■ **What this task involves**:
State how many lines in the listing below contain the string "bird", with case counting. Give only the number.

■ **Records for this task**:
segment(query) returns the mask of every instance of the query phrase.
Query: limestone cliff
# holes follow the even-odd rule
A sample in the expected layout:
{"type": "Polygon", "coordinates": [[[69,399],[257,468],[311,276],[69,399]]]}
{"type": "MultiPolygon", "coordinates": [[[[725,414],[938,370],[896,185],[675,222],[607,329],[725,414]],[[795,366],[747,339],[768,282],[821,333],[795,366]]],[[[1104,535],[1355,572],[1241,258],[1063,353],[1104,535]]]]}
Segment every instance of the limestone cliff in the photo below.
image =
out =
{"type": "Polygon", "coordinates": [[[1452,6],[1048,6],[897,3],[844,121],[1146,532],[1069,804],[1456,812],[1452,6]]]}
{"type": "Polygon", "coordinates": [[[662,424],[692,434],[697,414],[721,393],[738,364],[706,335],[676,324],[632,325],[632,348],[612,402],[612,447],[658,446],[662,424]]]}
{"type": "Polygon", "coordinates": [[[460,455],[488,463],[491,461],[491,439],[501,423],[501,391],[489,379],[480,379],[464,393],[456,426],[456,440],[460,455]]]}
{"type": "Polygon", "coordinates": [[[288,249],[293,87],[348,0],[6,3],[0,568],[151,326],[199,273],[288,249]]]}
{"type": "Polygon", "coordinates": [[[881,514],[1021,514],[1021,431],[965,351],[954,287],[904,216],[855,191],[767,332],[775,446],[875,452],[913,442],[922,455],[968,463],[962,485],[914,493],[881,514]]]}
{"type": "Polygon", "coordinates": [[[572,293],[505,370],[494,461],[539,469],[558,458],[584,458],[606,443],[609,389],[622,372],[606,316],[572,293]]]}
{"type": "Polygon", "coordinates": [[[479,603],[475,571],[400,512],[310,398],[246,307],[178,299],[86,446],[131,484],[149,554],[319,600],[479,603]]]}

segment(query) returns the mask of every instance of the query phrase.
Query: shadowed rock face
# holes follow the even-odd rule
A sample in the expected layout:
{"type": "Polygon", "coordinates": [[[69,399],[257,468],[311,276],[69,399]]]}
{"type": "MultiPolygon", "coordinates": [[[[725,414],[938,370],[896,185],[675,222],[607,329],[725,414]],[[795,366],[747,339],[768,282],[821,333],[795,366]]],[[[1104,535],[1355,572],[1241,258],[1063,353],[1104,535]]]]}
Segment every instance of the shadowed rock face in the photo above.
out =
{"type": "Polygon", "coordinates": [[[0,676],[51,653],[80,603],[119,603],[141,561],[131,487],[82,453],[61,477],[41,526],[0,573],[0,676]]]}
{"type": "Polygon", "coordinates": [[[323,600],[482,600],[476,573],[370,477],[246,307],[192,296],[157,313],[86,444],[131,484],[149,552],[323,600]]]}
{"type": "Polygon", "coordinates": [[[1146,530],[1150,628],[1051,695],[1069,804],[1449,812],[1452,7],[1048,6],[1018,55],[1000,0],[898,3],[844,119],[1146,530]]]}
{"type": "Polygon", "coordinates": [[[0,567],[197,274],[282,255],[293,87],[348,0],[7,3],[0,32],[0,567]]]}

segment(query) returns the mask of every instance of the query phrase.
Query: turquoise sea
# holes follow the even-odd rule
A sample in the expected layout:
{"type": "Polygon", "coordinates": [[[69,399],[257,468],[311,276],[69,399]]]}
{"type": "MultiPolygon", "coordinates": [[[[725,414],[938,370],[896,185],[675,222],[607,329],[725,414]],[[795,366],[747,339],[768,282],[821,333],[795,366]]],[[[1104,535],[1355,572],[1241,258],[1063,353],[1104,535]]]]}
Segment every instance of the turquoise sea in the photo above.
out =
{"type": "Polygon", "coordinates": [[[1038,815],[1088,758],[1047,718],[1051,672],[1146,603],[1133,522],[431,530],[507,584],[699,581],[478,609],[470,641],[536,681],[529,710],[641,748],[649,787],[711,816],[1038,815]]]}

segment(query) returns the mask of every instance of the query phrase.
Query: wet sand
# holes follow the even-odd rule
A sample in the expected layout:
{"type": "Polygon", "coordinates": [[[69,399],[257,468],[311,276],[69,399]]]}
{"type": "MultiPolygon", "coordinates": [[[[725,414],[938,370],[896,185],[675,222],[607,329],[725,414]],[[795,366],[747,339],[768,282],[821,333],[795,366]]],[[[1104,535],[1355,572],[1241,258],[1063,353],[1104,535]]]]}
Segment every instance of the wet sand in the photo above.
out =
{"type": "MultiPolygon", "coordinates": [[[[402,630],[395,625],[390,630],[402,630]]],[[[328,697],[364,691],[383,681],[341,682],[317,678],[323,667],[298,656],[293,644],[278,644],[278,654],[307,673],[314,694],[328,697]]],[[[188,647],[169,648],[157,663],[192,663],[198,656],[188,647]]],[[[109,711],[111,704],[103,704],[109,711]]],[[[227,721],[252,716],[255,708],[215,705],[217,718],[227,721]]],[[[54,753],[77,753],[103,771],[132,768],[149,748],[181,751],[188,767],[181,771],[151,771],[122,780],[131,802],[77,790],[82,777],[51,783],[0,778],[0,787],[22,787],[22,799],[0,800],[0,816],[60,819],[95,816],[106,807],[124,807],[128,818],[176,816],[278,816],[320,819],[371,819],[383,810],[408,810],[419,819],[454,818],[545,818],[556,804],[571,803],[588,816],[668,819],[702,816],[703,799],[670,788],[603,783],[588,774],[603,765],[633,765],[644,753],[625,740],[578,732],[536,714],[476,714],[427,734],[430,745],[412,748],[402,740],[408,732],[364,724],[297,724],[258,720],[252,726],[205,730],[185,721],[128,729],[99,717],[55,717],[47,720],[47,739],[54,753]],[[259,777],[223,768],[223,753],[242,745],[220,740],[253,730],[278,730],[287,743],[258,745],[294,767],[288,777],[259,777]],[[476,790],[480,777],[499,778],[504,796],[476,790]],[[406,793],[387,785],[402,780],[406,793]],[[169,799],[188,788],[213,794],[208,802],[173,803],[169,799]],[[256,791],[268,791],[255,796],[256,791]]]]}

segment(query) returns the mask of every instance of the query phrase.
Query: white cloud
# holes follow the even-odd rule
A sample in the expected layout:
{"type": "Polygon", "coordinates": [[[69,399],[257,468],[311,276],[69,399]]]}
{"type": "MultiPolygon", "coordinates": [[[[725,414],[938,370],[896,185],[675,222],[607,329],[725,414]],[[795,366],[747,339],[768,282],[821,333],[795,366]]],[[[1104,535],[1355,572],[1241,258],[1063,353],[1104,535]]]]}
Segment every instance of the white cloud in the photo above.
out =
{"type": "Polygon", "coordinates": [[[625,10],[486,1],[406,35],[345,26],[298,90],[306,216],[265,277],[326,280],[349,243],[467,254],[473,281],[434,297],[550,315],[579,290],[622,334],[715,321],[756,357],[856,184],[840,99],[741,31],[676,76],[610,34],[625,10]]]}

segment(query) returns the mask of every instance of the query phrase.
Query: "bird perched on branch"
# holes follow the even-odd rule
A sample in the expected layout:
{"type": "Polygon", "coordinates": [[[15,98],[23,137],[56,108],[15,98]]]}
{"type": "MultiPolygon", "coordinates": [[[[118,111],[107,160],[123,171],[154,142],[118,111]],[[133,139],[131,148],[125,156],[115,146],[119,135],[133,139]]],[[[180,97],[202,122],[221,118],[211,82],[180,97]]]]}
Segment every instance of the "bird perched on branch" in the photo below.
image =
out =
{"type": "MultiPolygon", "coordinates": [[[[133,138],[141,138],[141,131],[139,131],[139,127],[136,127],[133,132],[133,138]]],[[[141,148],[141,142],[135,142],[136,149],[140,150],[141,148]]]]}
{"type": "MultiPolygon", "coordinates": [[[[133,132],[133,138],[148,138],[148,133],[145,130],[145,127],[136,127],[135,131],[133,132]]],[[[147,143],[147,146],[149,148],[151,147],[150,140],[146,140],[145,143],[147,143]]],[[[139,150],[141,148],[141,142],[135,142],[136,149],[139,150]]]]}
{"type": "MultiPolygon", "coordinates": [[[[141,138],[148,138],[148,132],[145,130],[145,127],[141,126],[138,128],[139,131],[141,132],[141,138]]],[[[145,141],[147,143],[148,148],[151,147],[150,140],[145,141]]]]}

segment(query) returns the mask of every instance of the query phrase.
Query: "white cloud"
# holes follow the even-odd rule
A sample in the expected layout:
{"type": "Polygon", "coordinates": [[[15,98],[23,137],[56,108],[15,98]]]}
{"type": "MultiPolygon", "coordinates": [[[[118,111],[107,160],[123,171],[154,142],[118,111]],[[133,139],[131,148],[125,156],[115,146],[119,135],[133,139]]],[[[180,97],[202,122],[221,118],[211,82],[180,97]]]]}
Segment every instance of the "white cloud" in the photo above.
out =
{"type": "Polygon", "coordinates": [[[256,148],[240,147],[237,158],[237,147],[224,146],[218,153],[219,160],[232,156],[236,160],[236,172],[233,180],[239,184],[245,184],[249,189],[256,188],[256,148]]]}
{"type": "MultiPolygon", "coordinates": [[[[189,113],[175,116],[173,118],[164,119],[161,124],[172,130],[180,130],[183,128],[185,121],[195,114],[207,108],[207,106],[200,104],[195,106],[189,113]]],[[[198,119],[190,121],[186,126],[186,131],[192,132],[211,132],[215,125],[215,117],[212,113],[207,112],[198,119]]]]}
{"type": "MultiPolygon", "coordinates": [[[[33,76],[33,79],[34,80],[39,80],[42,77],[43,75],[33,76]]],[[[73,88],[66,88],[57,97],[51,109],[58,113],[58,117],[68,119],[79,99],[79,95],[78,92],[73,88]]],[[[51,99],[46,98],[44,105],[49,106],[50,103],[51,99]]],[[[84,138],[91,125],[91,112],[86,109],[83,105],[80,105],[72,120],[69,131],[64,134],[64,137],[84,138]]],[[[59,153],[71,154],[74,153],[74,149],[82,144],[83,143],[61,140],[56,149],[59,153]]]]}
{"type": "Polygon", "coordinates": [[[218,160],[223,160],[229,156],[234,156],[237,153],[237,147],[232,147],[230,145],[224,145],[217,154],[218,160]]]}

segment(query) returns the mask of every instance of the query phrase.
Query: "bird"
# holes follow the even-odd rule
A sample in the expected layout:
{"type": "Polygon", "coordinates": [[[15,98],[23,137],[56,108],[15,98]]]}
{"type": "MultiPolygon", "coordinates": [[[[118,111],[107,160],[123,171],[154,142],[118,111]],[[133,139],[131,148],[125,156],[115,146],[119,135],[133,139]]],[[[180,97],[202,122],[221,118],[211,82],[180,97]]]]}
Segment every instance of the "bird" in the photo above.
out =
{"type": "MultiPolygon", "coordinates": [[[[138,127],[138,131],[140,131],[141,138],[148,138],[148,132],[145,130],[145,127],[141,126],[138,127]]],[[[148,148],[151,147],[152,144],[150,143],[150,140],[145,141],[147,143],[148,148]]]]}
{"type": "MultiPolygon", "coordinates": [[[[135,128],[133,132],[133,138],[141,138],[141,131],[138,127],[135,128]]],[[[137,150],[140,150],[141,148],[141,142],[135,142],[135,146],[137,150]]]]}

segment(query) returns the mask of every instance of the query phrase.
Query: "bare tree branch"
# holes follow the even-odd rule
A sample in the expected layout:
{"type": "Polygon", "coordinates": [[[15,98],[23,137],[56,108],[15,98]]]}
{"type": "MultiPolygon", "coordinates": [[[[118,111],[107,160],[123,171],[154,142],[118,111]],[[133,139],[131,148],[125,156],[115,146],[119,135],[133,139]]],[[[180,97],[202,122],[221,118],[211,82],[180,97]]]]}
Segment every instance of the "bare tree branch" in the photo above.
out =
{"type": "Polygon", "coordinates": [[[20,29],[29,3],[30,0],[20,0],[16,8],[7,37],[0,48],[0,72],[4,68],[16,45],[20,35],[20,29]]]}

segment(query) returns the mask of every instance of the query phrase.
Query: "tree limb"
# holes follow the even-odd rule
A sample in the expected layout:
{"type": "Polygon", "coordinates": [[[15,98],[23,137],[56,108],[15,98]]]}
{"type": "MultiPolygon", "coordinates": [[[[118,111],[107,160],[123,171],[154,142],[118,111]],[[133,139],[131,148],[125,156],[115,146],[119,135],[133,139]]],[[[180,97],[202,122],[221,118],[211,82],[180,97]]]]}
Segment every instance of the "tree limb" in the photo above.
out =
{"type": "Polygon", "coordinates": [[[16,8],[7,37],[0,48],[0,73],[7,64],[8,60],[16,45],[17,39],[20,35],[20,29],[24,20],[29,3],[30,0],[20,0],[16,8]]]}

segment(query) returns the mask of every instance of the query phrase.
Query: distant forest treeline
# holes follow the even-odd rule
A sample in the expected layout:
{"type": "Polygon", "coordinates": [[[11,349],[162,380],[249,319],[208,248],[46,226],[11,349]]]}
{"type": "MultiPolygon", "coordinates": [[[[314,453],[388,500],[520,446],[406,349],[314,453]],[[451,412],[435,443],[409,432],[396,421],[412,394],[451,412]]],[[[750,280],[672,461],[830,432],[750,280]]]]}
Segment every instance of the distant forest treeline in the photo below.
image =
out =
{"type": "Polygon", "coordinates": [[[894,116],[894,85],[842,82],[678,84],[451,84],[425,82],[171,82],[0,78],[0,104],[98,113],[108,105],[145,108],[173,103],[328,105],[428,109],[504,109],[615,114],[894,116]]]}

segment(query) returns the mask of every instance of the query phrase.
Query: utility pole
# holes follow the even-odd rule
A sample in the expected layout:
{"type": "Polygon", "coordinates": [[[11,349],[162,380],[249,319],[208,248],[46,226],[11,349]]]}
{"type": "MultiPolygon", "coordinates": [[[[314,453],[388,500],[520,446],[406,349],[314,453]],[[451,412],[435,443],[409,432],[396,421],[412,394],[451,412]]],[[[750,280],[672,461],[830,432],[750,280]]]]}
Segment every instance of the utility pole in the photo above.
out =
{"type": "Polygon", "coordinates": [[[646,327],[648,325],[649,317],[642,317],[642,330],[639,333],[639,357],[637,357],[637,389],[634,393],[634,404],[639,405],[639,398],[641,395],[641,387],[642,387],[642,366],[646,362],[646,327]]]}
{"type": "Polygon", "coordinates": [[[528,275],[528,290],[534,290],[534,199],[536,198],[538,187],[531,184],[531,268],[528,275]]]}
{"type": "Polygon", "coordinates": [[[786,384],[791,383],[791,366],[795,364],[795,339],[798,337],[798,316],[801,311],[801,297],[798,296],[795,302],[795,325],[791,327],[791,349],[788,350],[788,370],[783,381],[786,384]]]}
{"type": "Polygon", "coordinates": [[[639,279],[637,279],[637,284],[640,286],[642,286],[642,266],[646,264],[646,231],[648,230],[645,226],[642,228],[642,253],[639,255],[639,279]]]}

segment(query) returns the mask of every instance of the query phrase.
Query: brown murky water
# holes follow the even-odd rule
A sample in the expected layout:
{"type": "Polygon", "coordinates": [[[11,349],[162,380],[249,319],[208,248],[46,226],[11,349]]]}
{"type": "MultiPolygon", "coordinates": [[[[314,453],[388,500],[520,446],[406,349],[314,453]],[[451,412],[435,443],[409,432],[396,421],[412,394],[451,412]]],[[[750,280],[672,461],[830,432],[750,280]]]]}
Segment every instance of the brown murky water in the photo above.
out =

■ **Written reply**:
4